If there is a verdict of guilty on the first count and the same or substantially the same elements make up the offence charged in the second count, the situation invites application of a rule against multiple convictions. ................................................

If an accused may be charged on two counts, as in the present case, and may properly be found guilty on each for the one act of sexual intercourse with the same girl, it should be open to the Crown to charge him successively in the same way.  If it obtains a verdict of guilty of rape it should be entitled to prefer another charge under Section 146(1) in order to obtain another verdict of guilty and seek a further consecutive sentence.  Yet it seems clear enough that on the second charge, res judicata, will be a complete defence since all the elements and facts supporting the conviction of rape would necessarily be the same under Section 146(1).  Moreover, since the occurrence involved a proved negation of consent, there could be no conviction under the second aspect of Section 146(1) when there has been a conviction of rape.

 


 

[21]         In effect, it is  the same act against the same girl who happens to be under the age of 14.  A conviction on the greater charge pre-empts a conviction on the second and lesser charge (if one can label it such, as both charges carry a possible life sentence).  Both charges have  the same factual nexus.
********
* **Exercise details**
Answer these questions from the excerpt on multiple convictions:
1. Under which section would the Crown prefer another charge after obtaining a verdict of guilty of rape?
2. What does the excerpt say will be a complete defence on the second charge?
3. What possible sentence do both charges carry?

Detection annotation records:
********
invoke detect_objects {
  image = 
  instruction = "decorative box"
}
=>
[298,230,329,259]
********
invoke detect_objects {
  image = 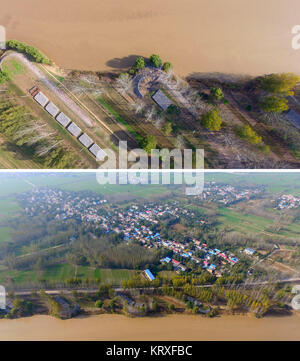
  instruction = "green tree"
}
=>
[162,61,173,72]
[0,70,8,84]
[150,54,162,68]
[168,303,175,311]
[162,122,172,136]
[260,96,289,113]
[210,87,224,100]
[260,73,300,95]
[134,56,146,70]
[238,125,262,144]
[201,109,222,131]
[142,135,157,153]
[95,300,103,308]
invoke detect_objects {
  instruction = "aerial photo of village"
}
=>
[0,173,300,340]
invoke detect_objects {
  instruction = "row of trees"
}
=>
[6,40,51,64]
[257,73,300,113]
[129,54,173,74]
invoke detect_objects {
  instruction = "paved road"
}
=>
********
* **Complete response**
1. Section 146(1)
2. Res judicata
3. A possible life sentence